提供テキスト:
——
More than 3 years have passed since last update.

Dataflow入門 wordcount以前

Last updated at 2020-06-17Posted at 2020-06-03

概要

PythonでDataflowを使とき、公式サンプルのwordcount.py を読み解くためのメモ。

具体的な処理の説明

1. データの読み込み

    # Read the text file[pattern] into a PCollection.
    lines = p | 'read' >> ReadFromText(known_args.input)

中略

wordcount.py のL.119あたり

  # Write the output using a "Write" transform that has side effects.
  # pylint: disable=expression-not-assigned
  output | 'write' >> WriteToText(known_args.output)

1.1. ファイルIO

ローカル実行
ローカルのファイルの読み込み＆書き出し

import apache_beam as beam
import os


def first_pipeline():
    with beam.Pipeline('DirectRunner') as pipeline:
        # ファイルを読んで、"input_data"変数に代入
        input_data = pipeline | 'ReadMyFile' >> beam.io.ReadFromText('./data/sample.txt')
——
エントリ:
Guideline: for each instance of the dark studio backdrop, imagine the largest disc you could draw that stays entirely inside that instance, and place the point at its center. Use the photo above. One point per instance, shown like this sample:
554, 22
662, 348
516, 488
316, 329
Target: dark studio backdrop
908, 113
——
課題内容:
1) Dataflow入門のテキストによると、出力を書き出す処理はwordcount.pyのおよそ何行目にあるか。
2) すべてのエントリを依頼文も含めて全行書き直し、解答にある座標の数値を1.9倍にスケールし直して整数に丸めてください（0.5は切り上げ）。依頼文と書式例の数値は元のままにする。

解答一覧:
1) L.119あたり。

2)
Guideline: for each instance of the dark studio backdrop, imagine the largest disc you could draw that stays entirely inside that instance, and place the point at its center. Use the photo above. One point per instance, shown like this sample:
554, 22
662, 348
516, 488
316, 329
Target: dark studio backdrop
1725, 215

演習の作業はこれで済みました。